*Aim:*
Put every line of the material below into a numbered list, leaving out any blank lines.

A run of records

● ● ● ● ●

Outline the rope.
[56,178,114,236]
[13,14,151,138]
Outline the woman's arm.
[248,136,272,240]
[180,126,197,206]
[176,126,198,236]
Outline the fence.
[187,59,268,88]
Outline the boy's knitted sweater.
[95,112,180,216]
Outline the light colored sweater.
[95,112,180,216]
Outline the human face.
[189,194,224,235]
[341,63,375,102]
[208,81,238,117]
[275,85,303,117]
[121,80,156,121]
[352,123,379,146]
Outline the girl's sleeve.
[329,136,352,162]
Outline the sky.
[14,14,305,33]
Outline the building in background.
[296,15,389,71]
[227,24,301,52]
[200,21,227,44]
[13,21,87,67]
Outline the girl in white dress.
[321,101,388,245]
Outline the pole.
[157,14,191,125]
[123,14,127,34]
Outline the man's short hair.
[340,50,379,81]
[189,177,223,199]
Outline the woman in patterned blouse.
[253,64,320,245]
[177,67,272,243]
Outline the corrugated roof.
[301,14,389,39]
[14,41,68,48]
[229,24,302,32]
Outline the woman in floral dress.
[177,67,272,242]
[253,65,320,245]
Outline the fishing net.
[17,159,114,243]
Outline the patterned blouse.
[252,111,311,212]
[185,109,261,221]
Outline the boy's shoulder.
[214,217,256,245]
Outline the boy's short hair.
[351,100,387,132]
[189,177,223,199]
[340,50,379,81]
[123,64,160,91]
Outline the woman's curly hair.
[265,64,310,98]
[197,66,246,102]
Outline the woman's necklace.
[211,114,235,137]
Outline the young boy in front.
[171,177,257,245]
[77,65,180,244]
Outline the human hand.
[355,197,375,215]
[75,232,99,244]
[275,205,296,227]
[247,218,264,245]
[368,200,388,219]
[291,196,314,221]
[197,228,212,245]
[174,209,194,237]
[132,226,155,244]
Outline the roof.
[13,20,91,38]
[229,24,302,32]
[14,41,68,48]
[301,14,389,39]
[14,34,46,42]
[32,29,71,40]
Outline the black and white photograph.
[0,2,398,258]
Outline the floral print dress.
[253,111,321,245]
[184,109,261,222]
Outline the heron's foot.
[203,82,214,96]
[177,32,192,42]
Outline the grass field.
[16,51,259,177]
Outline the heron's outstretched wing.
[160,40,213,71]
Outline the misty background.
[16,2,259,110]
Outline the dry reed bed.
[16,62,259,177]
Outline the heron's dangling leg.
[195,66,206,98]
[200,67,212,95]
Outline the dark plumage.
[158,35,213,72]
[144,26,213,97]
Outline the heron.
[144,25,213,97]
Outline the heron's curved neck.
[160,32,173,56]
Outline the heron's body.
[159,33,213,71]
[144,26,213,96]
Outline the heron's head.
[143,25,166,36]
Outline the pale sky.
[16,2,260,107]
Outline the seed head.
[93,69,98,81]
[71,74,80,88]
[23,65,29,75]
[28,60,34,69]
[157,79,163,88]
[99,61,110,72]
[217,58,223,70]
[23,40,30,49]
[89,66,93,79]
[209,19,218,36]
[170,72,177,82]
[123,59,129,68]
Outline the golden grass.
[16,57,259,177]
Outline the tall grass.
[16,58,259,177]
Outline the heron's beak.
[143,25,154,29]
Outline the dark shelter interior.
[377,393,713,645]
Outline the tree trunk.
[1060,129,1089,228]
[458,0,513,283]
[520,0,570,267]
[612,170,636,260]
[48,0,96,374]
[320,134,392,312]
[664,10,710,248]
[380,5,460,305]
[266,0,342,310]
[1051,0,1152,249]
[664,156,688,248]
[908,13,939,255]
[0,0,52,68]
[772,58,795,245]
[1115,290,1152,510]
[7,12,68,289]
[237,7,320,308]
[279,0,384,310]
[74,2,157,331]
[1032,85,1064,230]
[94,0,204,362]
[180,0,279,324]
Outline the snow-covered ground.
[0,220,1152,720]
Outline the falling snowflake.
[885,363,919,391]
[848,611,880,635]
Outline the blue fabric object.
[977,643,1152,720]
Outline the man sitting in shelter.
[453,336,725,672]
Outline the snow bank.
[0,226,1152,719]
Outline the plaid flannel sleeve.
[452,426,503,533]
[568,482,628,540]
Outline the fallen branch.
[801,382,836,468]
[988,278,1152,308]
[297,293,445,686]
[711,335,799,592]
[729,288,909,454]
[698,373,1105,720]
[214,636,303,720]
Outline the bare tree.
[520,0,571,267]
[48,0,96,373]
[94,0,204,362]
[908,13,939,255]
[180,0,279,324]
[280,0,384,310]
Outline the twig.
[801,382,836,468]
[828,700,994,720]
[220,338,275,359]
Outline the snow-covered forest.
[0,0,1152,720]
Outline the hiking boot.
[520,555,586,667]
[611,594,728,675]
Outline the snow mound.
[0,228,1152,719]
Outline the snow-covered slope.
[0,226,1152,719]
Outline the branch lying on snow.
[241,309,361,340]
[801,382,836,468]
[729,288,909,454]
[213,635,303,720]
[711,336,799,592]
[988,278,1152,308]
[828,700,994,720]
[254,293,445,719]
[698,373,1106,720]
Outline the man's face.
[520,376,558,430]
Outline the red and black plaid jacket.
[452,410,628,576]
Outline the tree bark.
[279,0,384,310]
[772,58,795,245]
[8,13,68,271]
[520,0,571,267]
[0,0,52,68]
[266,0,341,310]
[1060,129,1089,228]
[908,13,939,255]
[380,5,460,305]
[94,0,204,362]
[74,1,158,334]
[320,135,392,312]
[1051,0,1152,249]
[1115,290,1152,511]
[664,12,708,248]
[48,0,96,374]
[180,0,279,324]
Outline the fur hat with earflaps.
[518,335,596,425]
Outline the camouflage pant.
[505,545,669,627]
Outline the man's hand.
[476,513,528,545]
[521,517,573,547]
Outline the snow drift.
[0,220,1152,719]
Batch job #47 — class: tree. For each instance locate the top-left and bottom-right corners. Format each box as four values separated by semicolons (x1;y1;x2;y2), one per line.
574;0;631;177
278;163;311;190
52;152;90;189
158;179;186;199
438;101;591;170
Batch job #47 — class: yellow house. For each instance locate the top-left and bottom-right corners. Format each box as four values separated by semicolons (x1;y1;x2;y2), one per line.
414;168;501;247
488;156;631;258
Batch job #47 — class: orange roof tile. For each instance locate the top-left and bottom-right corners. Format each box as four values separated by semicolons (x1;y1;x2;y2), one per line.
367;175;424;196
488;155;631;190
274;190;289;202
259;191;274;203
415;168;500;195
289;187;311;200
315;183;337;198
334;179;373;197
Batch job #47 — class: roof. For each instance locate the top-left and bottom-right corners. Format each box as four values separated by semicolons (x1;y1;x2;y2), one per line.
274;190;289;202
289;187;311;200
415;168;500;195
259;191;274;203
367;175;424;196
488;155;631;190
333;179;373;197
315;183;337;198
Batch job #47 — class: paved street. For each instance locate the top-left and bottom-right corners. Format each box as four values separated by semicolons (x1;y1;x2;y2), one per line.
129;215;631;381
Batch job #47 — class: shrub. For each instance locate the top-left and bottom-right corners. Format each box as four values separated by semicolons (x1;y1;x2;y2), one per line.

● ● ● ● ●

*Output of the exercise:*
1. Outline the rope.
2. [56,178,114,236]
3. [13,14,151,138]
4. Outline the woman's arm.
5. [248,136,272,240]
6. [180,126,197,206]
7. [176,126,198,236]
8. Outline the fence.
9. [187,59,268,88]
10. Outline the boy's knitted sweater.
11. [95,112,180,216]
12. Outline the light colored sweater.
13. [95,112,180,216]
14. Outline the human face.
15. [189,194,224,235]
16. [341,63,375,102]
17. [208,81,238,117]
18. [275,85,303,117]
19. [121,80,156,121]
20. [352,123,379,146]
21. Outline the girl's sleeve.
22. [329,136,352,162]
23. Outline the sky.
24. [14,14,305,33]
25. Outline the building in background.
26. [296,15,389,71]
27. [227,24,301,52]
28. [200,21,227,44]
29. [13,21,87,67]
30. Outline the girl in white dress.
31. [321,101,388,245]
32. Outline the pole.
33. [157,14,191,125]
34. [123,14,127,34]
35. Outline the man's short hair.
36. [340,50,379,81]
37. [189,177,223,199]
38. Outline the woman in patterned blouse.
39. [253,64,320,245]
40. [177,67,272,243]
41. Outline the corrugated roof.
42. [301,14,389,39]
43. [14,41,68,48]
44. [229,24,302,32]
45. Outline the woman in floral dress.
46. [177,67,272,242]
47. [253,65,320,245]
48. Outline the fishing net.
49. [17,159,114,243]
50. Outline the patterned blouse.
51. [252,111,311,212]
52. [185,109,261,221]
53. Outline the boy's shoulder.
54. [214,217,256,245]
55. Outline the boy's short hair.
56. [351,100,387,132]
57. [189,177,223,199]
58. [340,50,379,81]
59. [123,64,160,91]
60. Outline the woman's curly hair.
61. [265,64,310,98]
62. [197,66,246,102]
63. Outline the woman's necklace.
64. [211,114,235,137]
65. Outline the young boy in front.
66. [171,177,257,245]
67. [77,65,180,244]
68. Outline the human hand.
69. [355,197,375,215]
70. [75,232,99,244]
71. [275,205,296,227]
72. [247,218,264,245]
73. [368,200,388,219]
74. [291,196,314,221]
75. [197,228,212,245]
76. [174,209,194,237]
77. [132,226,155,244]
78. Outline the roof.
79. [13,20,91,38]
80. [229,24,302,32]
81. [14,41,68,48]
82. [301,14,389,39]
83. [14,34,46,42]
84. [32,29,71,40]
85. Outline the black and white photograph.
86. [0,2,398,258]
87. Outline the floral print dress.
88. [253,111,321,245]
89. [184,109,261,222]
90. Outline the heron's foot.
91. [203,82,214,96]
92. [177,32,192,42]
93. Outline the grass field.
94. [16,51,259,177]
95. Outline the heron's outstretched wing.
96. [160,40,213,71]
97. Outline the misty background.
98. [16,2,259,110]
99. Outline the dry reed bed.
100. [16,62,259,177]
101. Outline the heron's dangling leg.
102. [195,66,206,98]
103. [200,67,212,95]
104. Outline the dark plumage.
105. [158,35,213,72]
106. [144,26,213,97]
107. Outline the heron.
108. [144,25,213,97]
109. Outline the heron's curved neck.
110. [160,32,173,56]
111. Outline the heron's body.
112. [159,33,213,71]
113. [144,26,213,96]
114. Outline the heron's head.
115. [143,25,166,36]
116. Outline the pale sky.
117. [16,2,260,107]
118. Outline the seed head.
119. [93,69,98,81]
120. [71,74,80,88]
121. [23,65,29,75]
122. [28,60,34,69]
123. [157,79,163,88]
124. [99,61,110,72]
125. [217,58,223,70]
126. [23,40,30,49]
127. [89,66,93,79]
128. [209,19,218,36]
129. [170,72,177,82]
130. [123,59,129,68]
131. Outline the golden grass.
132. [16,57,259,177]
133. Outline the tall grass.
134. [16,58,259,177]
135. Outline the heron's beak.
136. [143,25,154,29]
137. Outline the dark shelter interior.
138. [377,393,713,645]
139. Outline the tree trunk.
140. [1060,129,1089,228]
141. [458,0,513,283]
142. [520,0,570,267]
143. [612,170,636,260]
144. [48,0,96,374]
145. [320,134,392,312]
146. [664,10,710,248]
147. [380,5,460,305]
148. [266,0,342,310]
149. [1051,0,1152,249]
150. [664,156,688,248]
151. [908,13,939,255]
152. [0,0,52,68]
153. [772,58,795,245]
154. [1115,290,1152,510]
155. [7,12,68,289]
156. [237,7,320,308]
157. [279,0,384,310]
158. [74,2,157,331]
159. [1032,85,1064,230]
160. [94,0,204,362]
161. [180,0,279,324]
162. Outline the snow-covered ground.
163. [0,220,1152,720]
164. Outline the falling snowflake.
165. [885,363,919,391]
166. [848,611,880,635]
167. Outline the blue fabric object.
168. [977,643,1152,720]
169. Outline the man sitting in shelter.
170. [453,336,725,672]
171. Outline the snow bank.
172. [0,226,1152,719]
173. Outline the plaid flannel sleeve.
174. [452,426,503,533]
175. [568,482,628,540]
176. Outline the fallen branch.
177. [801,382,836,468]
178. [988,278,1152,308]
179. [297,293,445,686]
180. [711,335,799,592]
181. [729,288,909,454]
182. [698,373,1105,720]
183. [214,636,303,720]
184. Outline the bare tree.
185. [520,0,571,267]
186. [48,0,96,373]
187. [94,0,204,362]
188. [908,13,939,255]
189. [180,0,279,324]
190. [280,0,384,310]
191. Outline the twig.
192. [801,382,836,468]
193. [828,700,994,720]
194. [220,338,275,359]
195. Outline the snow-covered forest.
196. [0,0,1152,720]
197. Outline the hiking boot.
198. [520,555,586,667]
199. [611,594,728,675]
200. Outline the snow mound.
201. [0,228,1152,719]
202. Outline the snow-covered slope.
203. [0,226,1152,719]
204. Outline the branch lying on snow.
205. [241,309,361,340]
206. [801,382,836,468]
207. [729,288,909,454]
208. [213,635,303,720]
209. [711,336,799,592]
210. [988,278,1152,308]
211. [828,700,994,720]
212. [254,293,445,719]
213. [698,373,1106,720]
214. Outline the man's face.
215. [520,376,558,430]
216. Outline the red and black plaid jacket.
217. [452,410,628,576]
218. Outline the tree bark.
219. [279,0,384,310]
220. [772,58,795,245]
221. [8,13,68,271]
222. [520,0,571,267]
223. [0,0,52,68]
224. [266,0,341,310]
225. [1060,129,1089,228]
226. [908,13,939,255]
227. [380,5,460,305]
228. [94,0,204,362]
229. [74,1,158,334]
230. [320,135,392,312]
231. [1051,0,1152,249]
232. [1115,290,1152,511]
233. [664,12,708,248]
234. [48,0,96,374]
235. [180,0,279,324]
236. Outline the fur hat with earflaps.
237. [518,335,596,425]
238. Outline the camouflage pant.
239. [505,545,669,627]
240. Outline the man's hand.
241. [476,513,528,545]
242. [521,517,573,547]
243. Outline the snow drift.
244. [0,220,1152,719]
245. Batch job #47 — class: tree. For each instance locate the top-left and bottom-right corners. Format each box as four values separated by semicolons (x1;y1;x2;y2), one per line.
246. 574;0;631;177
247. 278;163;311;190
248. 52;152;90;189
249. 158;179;186;199
250. 438;101;591;170
251. Batch job #47 — class: yellow house. For each instance locate the top-left and bottom-right corners. Format each box as four values separated by semicolons (x1;y1;x2;y2), one per line.
252. 414;168;501;247
253. 488;156;631;258
254. Batch job #47 — class: orange roof tile. For each instance locate the top-left and bottom-right corners. Format each box as four values separated by semicolons (x1;y1;x2;y2), one per line.
255. 367;175;424;196
256. 488;155;631;190
257. 274;190;289;202
258. 259;191;274;203
259. 415;168;500;195
260. 289;187;311;200
261. 315;183;337;198
262. 334;179;373;197
263. Batch job #47 — class: roof. For each instance locate the top-left and bottom-right corners. Format each box as four values separated by semicolons (x1;y1;x2;y2), one per line.
264. 274;190;289;202
265. 289;187;311;200
266. 415;168;500;195
267. 259;191;274;203
268. 367;175;424;196
269. 488;155;631;190
270. 333;179;373;197
271. 315;183;337;198
272. Batch job #47 — class: paved street. For each instance locate the top-left and bottom-right corners. Format each box as four values separated by semicolons (x1;y1;x2;y2), one per line.
273. 129;215;631;381
274. Batch job #47 — class: shrub. For each instance locate the top-left and bottom-right corners. Format each box as four values separated by semicolons (x1;y1;x2;y2), one per line.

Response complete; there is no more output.